= Beginning of Section =

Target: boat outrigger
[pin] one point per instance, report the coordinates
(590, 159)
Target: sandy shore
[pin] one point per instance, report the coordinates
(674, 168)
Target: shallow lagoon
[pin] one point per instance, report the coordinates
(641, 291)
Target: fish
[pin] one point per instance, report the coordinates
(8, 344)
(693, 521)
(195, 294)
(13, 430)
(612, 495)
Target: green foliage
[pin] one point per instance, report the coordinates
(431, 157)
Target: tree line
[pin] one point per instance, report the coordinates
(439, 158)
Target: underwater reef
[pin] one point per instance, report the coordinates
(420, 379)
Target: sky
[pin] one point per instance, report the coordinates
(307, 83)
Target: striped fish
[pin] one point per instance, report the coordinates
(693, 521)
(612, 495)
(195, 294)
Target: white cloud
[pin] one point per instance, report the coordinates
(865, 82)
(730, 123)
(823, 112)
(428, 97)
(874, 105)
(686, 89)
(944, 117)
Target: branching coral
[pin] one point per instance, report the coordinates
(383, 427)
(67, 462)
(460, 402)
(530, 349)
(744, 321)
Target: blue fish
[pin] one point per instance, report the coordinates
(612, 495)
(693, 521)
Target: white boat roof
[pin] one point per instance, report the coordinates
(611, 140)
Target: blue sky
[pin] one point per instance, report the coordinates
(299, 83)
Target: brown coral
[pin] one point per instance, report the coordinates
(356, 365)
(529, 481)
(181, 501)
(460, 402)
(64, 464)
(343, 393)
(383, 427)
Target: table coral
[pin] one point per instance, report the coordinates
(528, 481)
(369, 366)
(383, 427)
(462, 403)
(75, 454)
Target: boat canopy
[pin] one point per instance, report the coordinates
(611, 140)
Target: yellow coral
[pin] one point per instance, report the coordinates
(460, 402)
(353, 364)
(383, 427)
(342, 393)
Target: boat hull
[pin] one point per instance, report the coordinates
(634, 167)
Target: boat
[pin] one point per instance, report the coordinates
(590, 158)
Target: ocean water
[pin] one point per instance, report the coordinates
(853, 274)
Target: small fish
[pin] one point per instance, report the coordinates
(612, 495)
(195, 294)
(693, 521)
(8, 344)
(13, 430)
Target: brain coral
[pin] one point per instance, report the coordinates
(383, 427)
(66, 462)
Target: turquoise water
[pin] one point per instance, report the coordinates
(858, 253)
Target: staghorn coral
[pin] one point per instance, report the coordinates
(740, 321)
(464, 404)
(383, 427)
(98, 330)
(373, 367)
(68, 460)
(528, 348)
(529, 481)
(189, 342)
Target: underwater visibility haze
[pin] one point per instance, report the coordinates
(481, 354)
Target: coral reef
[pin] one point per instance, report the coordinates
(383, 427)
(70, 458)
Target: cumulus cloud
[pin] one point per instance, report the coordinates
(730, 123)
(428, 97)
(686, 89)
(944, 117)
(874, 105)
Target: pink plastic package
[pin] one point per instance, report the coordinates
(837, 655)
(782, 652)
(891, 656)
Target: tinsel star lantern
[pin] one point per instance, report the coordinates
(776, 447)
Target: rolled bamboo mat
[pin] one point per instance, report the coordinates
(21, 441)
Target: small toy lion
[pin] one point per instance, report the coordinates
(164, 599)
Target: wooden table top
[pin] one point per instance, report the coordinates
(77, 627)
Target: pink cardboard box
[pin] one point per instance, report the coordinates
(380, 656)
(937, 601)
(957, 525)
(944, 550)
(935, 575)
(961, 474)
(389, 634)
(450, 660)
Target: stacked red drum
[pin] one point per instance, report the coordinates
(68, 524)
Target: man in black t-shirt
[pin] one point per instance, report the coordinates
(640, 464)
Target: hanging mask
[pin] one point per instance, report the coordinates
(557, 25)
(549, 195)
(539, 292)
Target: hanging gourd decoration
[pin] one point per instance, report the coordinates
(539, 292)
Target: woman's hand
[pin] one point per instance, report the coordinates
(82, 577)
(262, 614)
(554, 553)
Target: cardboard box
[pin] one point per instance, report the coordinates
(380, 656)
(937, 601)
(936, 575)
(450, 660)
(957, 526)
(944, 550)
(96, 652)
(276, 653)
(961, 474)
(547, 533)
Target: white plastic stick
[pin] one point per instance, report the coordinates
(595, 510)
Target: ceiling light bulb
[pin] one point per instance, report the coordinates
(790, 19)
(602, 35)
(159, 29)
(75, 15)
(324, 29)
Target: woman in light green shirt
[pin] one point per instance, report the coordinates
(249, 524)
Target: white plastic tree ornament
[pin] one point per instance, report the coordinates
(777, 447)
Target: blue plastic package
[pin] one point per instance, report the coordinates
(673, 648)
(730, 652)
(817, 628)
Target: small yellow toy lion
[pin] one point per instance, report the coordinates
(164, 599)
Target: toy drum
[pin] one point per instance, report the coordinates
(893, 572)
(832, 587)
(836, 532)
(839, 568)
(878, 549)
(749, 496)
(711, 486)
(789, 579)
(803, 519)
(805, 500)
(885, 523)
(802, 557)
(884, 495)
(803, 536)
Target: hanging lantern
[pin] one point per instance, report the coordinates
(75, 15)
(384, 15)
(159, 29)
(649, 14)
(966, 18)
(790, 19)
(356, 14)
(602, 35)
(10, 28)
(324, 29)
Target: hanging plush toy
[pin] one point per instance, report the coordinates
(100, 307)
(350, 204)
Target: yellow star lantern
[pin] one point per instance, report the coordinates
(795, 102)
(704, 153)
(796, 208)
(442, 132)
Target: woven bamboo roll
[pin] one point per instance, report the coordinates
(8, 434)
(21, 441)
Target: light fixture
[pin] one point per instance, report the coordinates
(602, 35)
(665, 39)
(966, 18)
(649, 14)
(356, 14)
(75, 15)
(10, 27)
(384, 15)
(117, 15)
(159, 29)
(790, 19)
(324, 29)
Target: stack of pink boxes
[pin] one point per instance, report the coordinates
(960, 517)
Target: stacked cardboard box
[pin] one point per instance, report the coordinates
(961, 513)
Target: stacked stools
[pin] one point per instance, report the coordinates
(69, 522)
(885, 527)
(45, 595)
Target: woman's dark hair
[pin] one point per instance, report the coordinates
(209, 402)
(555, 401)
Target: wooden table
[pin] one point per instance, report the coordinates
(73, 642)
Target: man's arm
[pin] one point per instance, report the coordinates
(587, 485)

= End of Section =
= Beginning of Section =

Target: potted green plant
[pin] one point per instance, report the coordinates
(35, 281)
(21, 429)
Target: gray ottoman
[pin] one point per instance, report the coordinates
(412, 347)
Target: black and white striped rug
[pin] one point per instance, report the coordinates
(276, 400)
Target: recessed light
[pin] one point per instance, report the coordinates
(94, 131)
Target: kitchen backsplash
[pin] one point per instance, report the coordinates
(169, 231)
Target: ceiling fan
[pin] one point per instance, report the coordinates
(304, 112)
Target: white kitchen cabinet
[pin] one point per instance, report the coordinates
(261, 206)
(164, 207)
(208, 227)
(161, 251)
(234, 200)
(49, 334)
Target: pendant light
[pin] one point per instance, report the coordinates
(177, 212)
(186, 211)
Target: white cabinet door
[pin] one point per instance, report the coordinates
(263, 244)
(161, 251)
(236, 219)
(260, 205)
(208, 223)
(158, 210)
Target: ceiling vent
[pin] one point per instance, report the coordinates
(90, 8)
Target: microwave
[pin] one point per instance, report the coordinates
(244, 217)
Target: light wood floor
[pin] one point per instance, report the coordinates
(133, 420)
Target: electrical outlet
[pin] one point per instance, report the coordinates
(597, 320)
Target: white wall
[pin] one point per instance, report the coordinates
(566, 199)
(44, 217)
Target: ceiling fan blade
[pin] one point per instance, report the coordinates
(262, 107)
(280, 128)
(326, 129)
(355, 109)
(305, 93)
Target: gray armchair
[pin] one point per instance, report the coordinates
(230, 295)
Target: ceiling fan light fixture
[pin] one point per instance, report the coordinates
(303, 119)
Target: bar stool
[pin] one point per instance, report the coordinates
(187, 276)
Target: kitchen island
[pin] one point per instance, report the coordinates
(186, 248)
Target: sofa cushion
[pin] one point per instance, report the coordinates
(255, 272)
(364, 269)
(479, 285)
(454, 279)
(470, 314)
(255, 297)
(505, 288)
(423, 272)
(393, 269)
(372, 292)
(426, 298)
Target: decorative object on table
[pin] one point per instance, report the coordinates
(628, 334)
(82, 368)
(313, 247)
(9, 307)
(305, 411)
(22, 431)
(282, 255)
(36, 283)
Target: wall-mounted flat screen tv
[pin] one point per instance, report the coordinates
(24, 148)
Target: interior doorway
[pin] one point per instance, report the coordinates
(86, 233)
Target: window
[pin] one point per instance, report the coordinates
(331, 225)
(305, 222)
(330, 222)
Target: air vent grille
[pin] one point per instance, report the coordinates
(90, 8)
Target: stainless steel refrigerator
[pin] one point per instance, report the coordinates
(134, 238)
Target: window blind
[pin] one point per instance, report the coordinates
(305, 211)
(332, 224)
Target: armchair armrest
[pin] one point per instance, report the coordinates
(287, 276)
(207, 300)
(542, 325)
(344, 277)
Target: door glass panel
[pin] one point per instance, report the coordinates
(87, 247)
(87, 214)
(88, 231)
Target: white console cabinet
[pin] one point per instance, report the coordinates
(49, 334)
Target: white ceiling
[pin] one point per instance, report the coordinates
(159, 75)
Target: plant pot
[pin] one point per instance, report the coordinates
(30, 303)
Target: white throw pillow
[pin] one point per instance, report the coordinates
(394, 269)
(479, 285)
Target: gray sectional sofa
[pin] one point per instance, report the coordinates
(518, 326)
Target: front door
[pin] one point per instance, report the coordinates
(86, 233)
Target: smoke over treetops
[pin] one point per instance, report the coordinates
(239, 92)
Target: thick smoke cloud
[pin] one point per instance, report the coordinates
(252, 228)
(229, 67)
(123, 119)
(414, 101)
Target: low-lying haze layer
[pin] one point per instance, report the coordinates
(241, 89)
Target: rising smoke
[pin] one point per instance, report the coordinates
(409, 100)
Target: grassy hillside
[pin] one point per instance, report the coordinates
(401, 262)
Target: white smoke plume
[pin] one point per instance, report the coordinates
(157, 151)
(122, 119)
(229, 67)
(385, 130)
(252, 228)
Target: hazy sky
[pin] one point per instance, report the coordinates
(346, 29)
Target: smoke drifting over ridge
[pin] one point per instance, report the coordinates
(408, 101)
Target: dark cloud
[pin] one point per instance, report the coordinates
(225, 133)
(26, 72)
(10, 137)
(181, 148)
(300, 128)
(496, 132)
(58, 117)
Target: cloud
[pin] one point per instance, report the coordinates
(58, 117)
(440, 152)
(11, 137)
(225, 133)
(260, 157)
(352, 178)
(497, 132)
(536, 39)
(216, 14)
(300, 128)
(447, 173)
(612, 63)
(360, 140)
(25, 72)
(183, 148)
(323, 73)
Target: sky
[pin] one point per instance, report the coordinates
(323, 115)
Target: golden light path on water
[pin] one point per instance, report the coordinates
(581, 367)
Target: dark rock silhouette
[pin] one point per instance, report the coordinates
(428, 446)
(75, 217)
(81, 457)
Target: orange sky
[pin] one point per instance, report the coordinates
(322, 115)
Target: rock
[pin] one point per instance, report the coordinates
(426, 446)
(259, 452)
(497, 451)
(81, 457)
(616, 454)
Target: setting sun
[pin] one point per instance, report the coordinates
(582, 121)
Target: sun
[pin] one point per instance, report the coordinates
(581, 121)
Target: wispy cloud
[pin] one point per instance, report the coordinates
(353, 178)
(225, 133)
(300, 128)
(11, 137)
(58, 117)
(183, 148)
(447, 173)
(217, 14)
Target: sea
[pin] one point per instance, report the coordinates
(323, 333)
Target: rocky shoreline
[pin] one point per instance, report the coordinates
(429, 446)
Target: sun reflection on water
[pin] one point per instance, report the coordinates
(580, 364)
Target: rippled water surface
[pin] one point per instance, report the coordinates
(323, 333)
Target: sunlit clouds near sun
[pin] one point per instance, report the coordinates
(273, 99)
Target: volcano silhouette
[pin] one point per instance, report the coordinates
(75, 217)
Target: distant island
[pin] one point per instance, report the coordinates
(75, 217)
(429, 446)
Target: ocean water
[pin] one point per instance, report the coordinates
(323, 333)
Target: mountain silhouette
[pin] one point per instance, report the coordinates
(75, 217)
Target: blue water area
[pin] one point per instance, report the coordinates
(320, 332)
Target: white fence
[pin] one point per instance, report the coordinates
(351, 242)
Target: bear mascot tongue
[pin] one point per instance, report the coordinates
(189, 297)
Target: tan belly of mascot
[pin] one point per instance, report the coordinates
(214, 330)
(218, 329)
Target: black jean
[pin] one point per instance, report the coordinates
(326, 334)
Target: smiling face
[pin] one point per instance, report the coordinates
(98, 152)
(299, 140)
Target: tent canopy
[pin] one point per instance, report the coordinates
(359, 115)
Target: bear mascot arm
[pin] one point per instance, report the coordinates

= End of Section =

Please copy every line of the material that contains the word "smoke".

** Result of this task **
Target: smoke over treetops
Target: thick smoke cloud
Target: rising smoke
Target: white smoke plume
Target: smoke drifting over ridge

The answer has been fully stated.